## Text section
Shark attack survivor seeks career in marine biology

Nova scientists take 13-year-old on shark tag and release mission

While getting ready for work earlier this year, Joe Donzelli had NBC’s “Today Show” on in the background when something caught his attention.

They were talking about Ella Reed, a native Florida teenager who in May had been bitten by a shark off Fort Pierce while wading in the surf near her home.

Donzelli, a media sspokesperson for Nova Southeastern University (NSU), was intrigued. “Working at NSU all these years, my ears prick up when I hear someone talking about sharks,” Donzelli said.

“When I focused in on the story, I said to myself, ‘Oh, we’ve gotta get her to come shark tagging with our research scientists. That can’t be the only encounter she has with a shark.’ ”He was impressed with her poise and courage — not everyone would be so blasé having been bitten by a shark. And something else in the story caught his attention.

“I heard that Ella was interested in being a marine biologist, and given NSU’s preeminence in the field, I knew this was a perfect match,” Donzelli said.

When he got to work, Donzelli reached out to the reporter who did the story for the “Today Show”. Almost immediately the reporter said he’d contact the family to see if they were interested.

Sure enough, they jumped at the chance.

“When I got the invitation to go shark tagging, I was super excited,” Ella said.

Saved entries
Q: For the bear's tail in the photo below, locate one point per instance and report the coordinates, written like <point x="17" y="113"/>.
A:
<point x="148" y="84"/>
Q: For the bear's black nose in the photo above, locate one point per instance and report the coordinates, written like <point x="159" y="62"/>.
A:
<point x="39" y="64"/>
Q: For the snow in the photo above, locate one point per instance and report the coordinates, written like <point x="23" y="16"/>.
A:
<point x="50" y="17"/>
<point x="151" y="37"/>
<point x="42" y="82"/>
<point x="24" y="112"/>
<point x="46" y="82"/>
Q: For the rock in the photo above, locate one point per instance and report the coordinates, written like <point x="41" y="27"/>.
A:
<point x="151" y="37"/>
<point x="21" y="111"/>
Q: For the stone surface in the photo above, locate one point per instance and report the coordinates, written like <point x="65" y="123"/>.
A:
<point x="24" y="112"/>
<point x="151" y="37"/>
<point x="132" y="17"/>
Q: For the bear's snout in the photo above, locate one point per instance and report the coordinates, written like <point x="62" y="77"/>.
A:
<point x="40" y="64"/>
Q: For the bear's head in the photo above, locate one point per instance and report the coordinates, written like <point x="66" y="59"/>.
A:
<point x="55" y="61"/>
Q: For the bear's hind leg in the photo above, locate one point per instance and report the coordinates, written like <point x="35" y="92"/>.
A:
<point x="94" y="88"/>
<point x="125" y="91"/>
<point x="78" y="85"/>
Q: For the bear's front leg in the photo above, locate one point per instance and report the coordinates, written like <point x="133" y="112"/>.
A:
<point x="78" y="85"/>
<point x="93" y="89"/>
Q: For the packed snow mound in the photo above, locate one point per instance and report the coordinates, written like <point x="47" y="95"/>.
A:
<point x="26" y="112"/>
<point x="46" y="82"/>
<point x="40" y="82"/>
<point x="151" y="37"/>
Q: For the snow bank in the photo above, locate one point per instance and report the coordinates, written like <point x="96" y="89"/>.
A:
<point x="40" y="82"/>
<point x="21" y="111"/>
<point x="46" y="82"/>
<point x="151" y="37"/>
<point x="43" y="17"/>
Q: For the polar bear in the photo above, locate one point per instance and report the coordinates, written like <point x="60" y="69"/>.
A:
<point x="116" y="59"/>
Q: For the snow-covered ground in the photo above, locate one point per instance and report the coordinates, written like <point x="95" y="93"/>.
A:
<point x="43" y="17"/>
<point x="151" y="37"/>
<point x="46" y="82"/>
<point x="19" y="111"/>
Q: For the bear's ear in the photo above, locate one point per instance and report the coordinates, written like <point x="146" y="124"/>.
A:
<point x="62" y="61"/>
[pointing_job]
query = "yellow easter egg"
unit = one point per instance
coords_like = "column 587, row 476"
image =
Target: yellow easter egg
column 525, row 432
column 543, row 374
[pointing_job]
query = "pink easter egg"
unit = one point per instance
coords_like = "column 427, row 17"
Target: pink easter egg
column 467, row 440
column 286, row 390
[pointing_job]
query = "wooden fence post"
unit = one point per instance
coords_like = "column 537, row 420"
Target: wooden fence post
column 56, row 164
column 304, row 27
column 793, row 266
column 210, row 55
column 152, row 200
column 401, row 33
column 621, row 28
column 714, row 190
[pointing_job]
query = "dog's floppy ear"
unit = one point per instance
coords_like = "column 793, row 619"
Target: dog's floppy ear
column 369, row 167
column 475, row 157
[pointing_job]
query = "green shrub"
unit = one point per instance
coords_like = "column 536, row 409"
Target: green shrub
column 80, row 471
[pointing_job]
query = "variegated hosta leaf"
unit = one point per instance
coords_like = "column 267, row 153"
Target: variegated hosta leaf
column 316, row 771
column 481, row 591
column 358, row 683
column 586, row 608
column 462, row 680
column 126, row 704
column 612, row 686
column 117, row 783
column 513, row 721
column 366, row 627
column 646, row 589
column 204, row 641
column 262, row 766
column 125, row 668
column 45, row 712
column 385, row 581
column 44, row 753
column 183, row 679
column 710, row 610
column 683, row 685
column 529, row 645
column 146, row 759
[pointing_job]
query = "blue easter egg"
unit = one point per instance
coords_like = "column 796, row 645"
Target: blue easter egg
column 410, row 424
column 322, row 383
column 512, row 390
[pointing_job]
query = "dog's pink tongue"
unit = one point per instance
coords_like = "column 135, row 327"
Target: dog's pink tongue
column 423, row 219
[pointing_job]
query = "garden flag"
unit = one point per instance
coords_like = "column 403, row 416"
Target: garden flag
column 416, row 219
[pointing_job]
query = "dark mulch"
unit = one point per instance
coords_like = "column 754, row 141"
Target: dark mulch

## Exercise instructions
Rewrite the shark-tagging article from "Donzelli, a media" to "they were interested.", swapping "reporter" for "journalist".

## Output for this task
Donzelli, a media sspokesperson for Nova Southeastern University (NSU), was intrigued. “Working at NSU all these years, my ears prick up when I hear someone talking about sharks,” Donzelli said.

“When I focused in on the story, I said to myself, ‘Oh, we’ve gotta get her to come shark tagging with our research scientists. That can’t be the only encounter she has with a shark.’ ”He was impressed with her poise and courage — not everyone would be so blasé having been bitten by a shark. And something else in the story caught his attention.

“I heard that Ella was interested in being a marine biologist, and given NSU’s preeminence in the field, I knew this was a perfect match,” Donzelli said.

When he got to work, Donzelli reached out to the journalist who did the story for the “Today Show”. Almost immediately the journalist said he’d contact the family to see if they were interested.